**Problem details**: An unchanged copy of every record below, without pictures, is the goal.

======== Records to use ========

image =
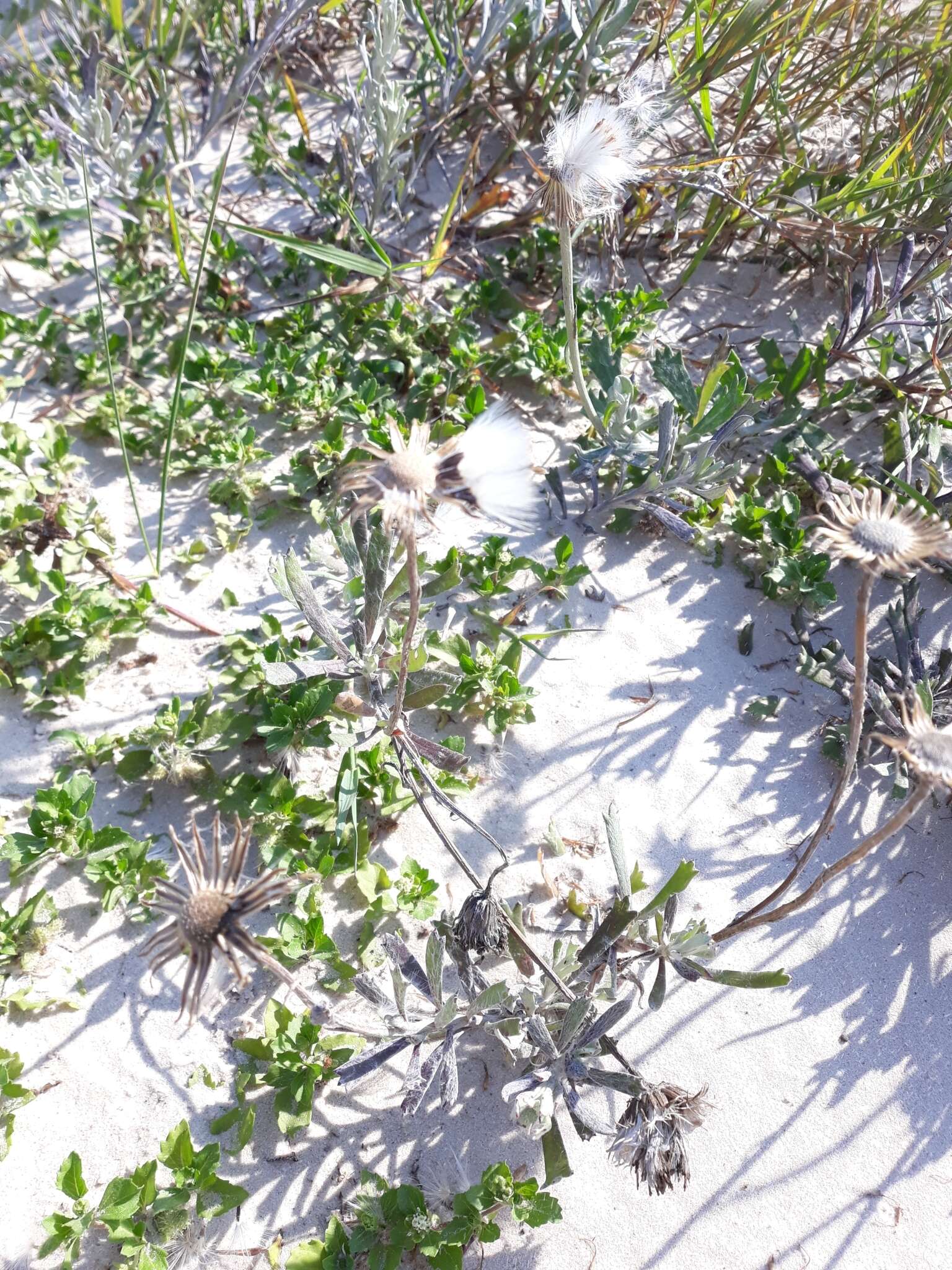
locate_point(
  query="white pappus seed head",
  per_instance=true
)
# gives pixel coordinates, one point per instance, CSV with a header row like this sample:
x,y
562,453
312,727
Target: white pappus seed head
x,y
495,465
592,158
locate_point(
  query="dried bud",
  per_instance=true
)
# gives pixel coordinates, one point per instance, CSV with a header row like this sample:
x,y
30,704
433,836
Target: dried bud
x,y
480,925
651,1133
351,704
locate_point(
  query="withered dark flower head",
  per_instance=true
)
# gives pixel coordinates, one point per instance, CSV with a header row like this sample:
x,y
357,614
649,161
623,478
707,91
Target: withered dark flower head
x,y
651,1133
480,925
207,916
927,748
878,534
484,470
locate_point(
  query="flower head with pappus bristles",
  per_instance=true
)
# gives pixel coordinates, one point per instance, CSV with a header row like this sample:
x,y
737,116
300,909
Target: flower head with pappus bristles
x,y
878,534
207,915
926,748
651,1133
484,470
592,158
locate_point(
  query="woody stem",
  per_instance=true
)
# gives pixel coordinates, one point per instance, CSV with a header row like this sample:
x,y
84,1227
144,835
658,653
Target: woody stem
x,y
413,580
856,730
862,849
571,323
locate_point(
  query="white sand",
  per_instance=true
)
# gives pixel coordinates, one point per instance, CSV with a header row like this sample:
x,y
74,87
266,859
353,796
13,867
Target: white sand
x,y
829,1139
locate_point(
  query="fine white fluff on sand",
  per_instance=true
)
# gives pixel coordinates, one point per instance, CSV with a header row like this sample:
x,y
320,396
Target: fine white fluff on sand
x,y
828,1142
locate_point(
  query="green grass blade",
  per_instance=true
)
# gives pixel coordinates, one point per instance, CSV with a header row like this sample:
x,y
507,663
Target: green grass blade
x,y
323,252
110,366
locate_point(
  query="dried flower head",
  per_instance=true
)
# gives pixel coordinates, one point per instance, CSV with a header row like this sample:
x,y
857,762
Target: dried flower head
x,y
651,1133
480,925
927,748
591,155
207,915
878,534
484,470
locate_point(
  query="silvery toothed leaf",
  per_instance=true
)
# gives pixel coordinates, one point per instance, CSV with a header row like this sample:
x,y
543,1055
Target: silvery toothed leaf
x,y
450,1075
413,1070
606,934
356,1068
541,1038
416,1093
436,948
671,912
289,579
603,1024
377,563
280,675
573,1020
616,849
586,1119
399,990
407,964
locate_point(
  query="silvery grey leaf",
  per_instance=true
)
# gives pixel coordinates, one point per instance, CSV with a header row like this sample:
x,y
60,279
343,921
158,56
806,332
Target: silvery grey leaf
x,y
280,675
616,848
671,912
540,1036
407,963
573,1020
399,990
584,1118
447,1014
490,997
622,1082
413,1070
415,1095
379,549
604,935
603,1024
291,582
436,948
450,1075
442,757
371,991
356,1068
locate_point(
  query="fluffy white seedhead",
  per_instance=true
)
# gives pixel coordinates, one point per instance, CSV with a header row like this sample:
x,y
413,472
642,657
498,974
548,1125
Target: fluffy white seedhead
x,y
495,465
592,158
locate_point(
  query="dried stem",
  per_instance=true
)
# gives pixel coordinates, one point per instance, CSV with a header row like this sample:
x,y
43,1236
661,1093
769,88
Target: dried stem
x,y
856,730
571,323
413,579
895,822
126,585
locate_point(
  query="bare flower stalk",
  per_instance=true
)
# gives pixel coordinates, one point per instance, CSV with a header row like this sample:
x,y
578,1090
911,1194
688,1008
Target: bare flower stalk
x,y
875,840
856,730
413,580
571,324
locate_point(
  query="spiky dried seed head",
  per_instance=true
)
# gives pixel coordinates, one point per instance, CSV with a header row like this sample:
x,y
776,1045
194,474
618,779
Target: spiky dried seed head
x,y
484,470
880,535
480,925
651,1132
207,916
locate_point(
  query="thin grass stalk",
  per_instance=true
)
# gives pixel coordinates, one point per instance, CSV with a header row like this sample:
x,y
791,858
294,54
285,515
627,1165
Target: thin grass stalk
x,y
892,826
110,370
413,580
177,393
571,323
856,730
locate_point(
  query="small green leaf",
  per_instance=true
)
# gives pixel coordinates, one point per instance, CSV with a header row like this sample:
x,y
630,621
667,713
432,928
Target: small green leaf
x,y
70,1178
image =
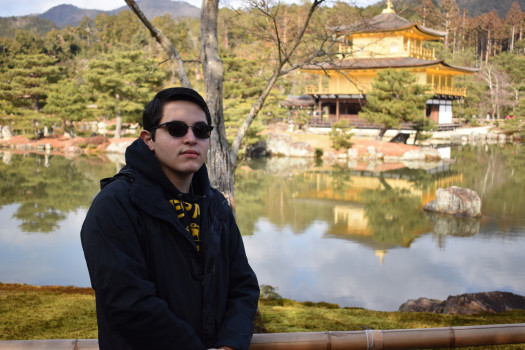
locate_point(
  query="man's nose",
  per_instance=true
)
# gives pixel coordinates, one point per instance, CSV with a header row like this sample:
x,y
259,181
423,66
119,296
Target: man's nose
x,y
190,136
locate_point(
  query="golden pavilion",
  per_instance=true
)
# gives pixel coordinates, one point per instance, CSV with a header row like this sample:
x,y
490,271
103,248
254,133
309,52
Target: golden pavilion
x,y
385,41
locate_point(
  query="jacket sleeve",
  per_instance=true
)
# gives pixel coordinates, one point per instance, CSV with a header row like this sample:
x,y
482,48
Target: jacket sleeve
x,y
236,330
119,276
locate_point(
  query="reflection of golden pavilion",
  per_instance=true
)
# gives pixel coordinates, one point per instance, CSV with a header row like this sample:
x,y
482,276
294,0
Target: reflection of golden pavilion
x,y
349,215
381,254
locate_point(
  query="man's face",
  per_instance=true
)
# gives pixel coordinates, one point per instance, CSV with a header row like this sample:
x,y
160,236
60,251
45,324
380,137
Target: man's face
x,y
180,157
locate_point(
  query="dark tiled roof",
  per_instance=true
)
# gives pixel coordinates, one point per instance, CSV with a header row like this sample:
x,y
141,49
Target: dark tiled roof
x,y
298,101
386,22
371,63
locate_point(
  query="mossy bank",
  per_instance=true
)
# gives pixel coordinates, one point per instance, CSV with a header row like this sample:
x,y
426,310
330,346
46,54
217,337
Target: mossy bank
x,y
32,312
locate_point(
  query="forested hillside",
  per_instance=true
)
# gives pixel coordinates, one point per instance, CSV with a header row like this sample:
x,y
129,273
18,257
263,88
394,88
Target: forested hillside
x,y
478,7
109,66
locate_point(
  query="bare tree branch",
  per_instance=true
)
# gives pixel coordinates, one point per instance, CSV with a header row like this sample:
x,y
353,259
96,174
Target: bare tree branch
x,y
163,41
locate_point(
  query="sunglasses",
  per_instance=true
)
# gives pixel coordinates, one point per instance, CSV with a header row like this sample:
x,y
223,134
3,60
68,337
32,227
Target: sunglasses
x,y
179,129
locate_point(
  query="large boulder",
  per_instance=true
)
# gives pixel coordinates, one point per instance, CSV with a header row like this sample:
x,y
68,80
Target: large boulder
x,y
283,145
118,147
467,304
455,201
448,225
424,153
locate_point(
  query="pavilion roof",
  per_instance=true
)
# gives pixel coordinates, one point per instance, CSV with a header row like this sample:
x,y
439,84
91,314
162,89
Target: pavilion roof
x,y
375,63
386,22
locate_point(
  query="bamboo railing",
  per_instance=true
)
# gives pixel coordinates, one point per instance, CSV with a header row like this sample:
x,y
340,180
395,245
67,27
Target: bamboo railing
x,y
424,338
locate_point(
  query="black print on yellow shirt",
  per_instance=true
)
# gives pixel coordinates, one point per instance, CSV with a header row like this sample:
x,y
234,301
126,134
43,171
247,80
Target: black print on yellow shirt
x,y
190,217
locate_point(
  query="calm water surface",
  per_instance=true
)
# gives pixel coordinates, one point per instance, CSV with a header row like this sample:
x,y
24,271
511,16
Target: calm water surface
x,y
352,233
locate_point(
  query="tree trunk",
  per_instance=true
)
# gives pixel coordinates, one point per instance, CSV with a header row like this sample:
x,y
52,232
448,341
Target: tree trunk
x,y
71,129
221,170
118,127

========

**Your solution**:
image =
locate_point(
  query="white pappus seed head",
  per_instance=true
)
# gives pixel coordinates, one point per instance, CSV with a header row like this sample:
x,y
562,453
312,727
Target: white pappus seed head
x,y
495,465
592,158
locate_point(
  query="dried bud",
  per_instance=true
)
# gives pixel coordinates, one point per instance, CSV with a header row like this sample:
x,y
30,704
433,836
Target: dried bud
x,y
480,925
651,1133
351,704
locate_point(
  query="withered dark flower head",
  per_instance=true
)
# gives pixel coordinates, one point per instance, CSV with a header row like this sample:
x,y
357,614
649,161
623,478
707,91
Target: withered dark flower head
x,y
651,1133
480,925
207,916
927,748
878,534
484,470
locate_point(
  query="flower head with pappus bristles",
  per_instance=true
)
# gives pixel coordinates, one point per instance, CSV with a header row like this sample:
x,y
737,116
300,909
Target: flower head with pappus bristles
x,y
878,534
207,915
926,748
651,1133
484,470
592,158
locate_point(
  query="woody stem",
  per_instance=true
)
# gives pixel coordinates, one point per instance, CSV with a header row like this sample:
x,y
84,1227
144,835
658,653
Target: woody stem
x,y
413,580
856,730
862,849
571,323
locate_point(
  query="white sand",
  per_instance=true
)
# gives pixel coordinates, one point per instance, CSV with a header row like this sample:
x,y
74,87
266,859
353,796
13,867
Target: white sand
x,y
829,1139
locate_point(
  query="fine white fluff on sand",
  per_instance=true
)
# gives pixel coordinates, one point per instance, CSV with a header row like this sample:
x,y
320,396
Target: fine white fluff on sand
x,y
828,1142
locate_point(
  query="green grass blade",
  per_instance=true
)
# gives pixel coordinates, one point per instance, CSV with a header row like this sample:
x,y
507,663
Target: green grass blade
x,y
323,252
110,366
locate_point(
  query="dried flower head",
  per_instance=true
)
# gives pixel coordinates, one point per instance, CSV with a header row like this sample:
x,y
857,762
Target: dried flower head
x,y
651,1133
480,925
927,748
591,155
207,915
878,534
484,470
locate_point(
  query="silvery toothed leaf",
  per_instance=true
)
# gives pixel coordinates, one point per instance, CSV with a header row like this sample:
x,y
543,1055
Target: silvery toothed leaf
x,y
450,1075
413,1070
606,934
356,1068
541,1038
416,1093
436,948
671,912
289,579
603,1024
377,563
280,675
573,1020
616,849
586,1119
399,990
407,964
locate_point(
  query="silvery grey leaf",
  per_instance=true
)
# gives pixel coordinates, one point per instance, CSV with a header row like this sample:
x,y
60,279
343,921
158,56
806,332
Target: silvery grey leaf
x,y
280,675
616,848
671,912
540,1036
407,963
573,1020
399,990
584,1118
447,1014
490,997
622,1082
413,1070
415,1095
379,549
604,935
603,1024
291,582
436,948
450,1075
442,757
371,991
356,1068
locate_point(
  query="fluffy white seedhead",
  per_instance=true
)
# gives pixel coordinates, one point per instance, CSV with a header row like this sample:
x,y
413,472
642,657
498,974
548,1125
Target: fluffy white seedhead
x,y
495,465
592,158
locate_point(
  query="dried stem",
  per_instance=true
)
# gives pixel coordinates, one point per instance, CSV with a header row like this sample:
x,y
43,1236
661,1093
769,88
Target: dried stem
x,y
856,730
571,323
413,579
895,822
126,585
locate_point(
  query="bare flower stalk",
  per_instance=true
)
# gives pixel coordinates, one point per instance, CSV with a header row like this sample:
x,y
578,1090
911,1194
688,1008
Target: bare flower stalk
x,y
875,840
856,730
413,580
571,324
locate_point(
  query="spiky dried seed head",
  per_instance=true
)
# gives pixel coordinates, one point per instance, CSV with a header row like this sample:
x,y
776,1045
194,474
618,779
Target: spiky dried seed head
x,y
484,470
880,535
480,925
651,1132
207,916
locate_point(
  query="thin grass stalk",
  per_instance=true
)
# gives pixel coordinates, one point per instance, CSV with a header row like this sample:
x,y
791,858
294,54
285,515
627,1165
Target: thin grass stalk
x,y
892,826
110,370
413,580
177,393
571,323
856,730
locate_point(
  query="small green leaf",
  per_instance=true
)
# gives pixel coordinates, one point per instance, CSV with a header row like this sample:
x,y
630,621
667,713
432,928
Target: small green leaf
x,y
70,1178
image =
locate_point(
  query="man's nose",
  per_instance=true
)
# gives pixel coordinates, one point per instance, CSV with a header row like this sample:
x,y
259,181
423,66
119,296
Target: man's nose
x,y
190,136
locate_point(
  query="golden pavilion",
  per_instance=true
)
# gives pixel coordinates, one point per instance, CSV with a header row like this sample:
x,y
490,271
103,248
254,133
309,52
Target: golden pavilion
x,y
385,41
locate_point(
  query="jacket sleeve",
  per_instance=true
)
# gives pixel coordinates, one point per instance, CSV with a header row like this sample:
x,y
482,48
Target: jacket sleeve
x,y
236,330
119,276
locate_point(
  query="reflection of golden pavilion",
  per_instance=true
)
# gives pixel coordinates, one point per instance, CSV with a header row like this sample:
x,y
482,276
294,0
Target: reflection of golden pavilion
x,y
349,215
381,254
locate_point(
  query="man's face",
  per_instance=true
)
# gives pixel coordinates, one point per instance, CSV with a header row like this sample:
x,y
160,236
60,251
45,324
380,137
Target: man's face
x,y
180,157
locate_point(
  query="dark tiled roof",
  per_instance=true
)
# gives pixel coordinates, one point per instance, CSV with a header row like this sample:
x,y
141,49
Target: dark tiled roof
x,y
298,101
386,22
371,63
locate_point(
  query="mossy bank",
  per_instance=true
)
# gives pixel coordinates, one point per instance, CSV with a header row like this sample:
x,y
426,310
330,346
46,54
217,337
Target: mossy bank
x,y
32,312
locate_point(
  query="forested hillside",
  per_instance=true
)
# gives pixel coordinates, one point per instance, CSV with a header row like this sample:
x,y
129,273
18,257
263,88
394,88
Target: forested hillside
x,y
478,7
109,66
locate_point(
  query="bare tree branch",
  per_instance=true
)
# gives pixel coordinates, one point per instance, CSV with a header row like this sample:
x,y
353,259
96,174
Target: bare tree branch
x,y
163,41
locate_point(
  query="sunglasses",
  per_instance=true
)
# gives pixel coordinates, one point per instance, CSV with a header row like this sample:
x,y
223,134
3,60
68,337
32,227
Target: sunglasses
x,y
179,129
locate_point(
  query="large boulder",
  per_instance=true
)
# gives pixel coordinates, one point per instance, CSV with a header row like this sample:
x,y
68,80
Target: large boulder
x,y
283,145
118,147
467,304
455,201
448,225
424,153
locate_point(
  query="pavilion roof",
  per_instance=true
)
# gives pixel coordinates, one point per instance, CSV with a header row like this sample:
x,y
439,84
91,314
162,89
Target: pavilion roof
x,y
375,63
386,22
locate_point(
  query="bamboo railing",
  per_instance=true
)
# gives pixel coordinates, one point per instance, CSV with a header row like this sample:
x,y
340,180
395,245
67,27
Target: bamboo railing
x,y
424,338
locate_point(
  query="black print on yellow shirt",
  per_instance=true
)
# gives pixel coordinates, one point per instance, CSV with a header row like this sample:
x,y
234,301
126,134
43,171
247,80
Target: black print on yellow shirt
x,y
190,217
locate_point(
  query="calm water surface",
  per_instance=true
)
# gives pixel coordinates, one point per instance, CSV with a header row like this sample:
x,y
24,271
511,16
Target: calm water surface
x,y
352,233
locate_point(
  query="tree trunk",
  per_instance=true
)
# gives pixel coordinates, one point per instance, CSV with a header row like this sample:
x,y
52,232
448,341
Target: tree trunk
x,y
71,129
221,170
118,127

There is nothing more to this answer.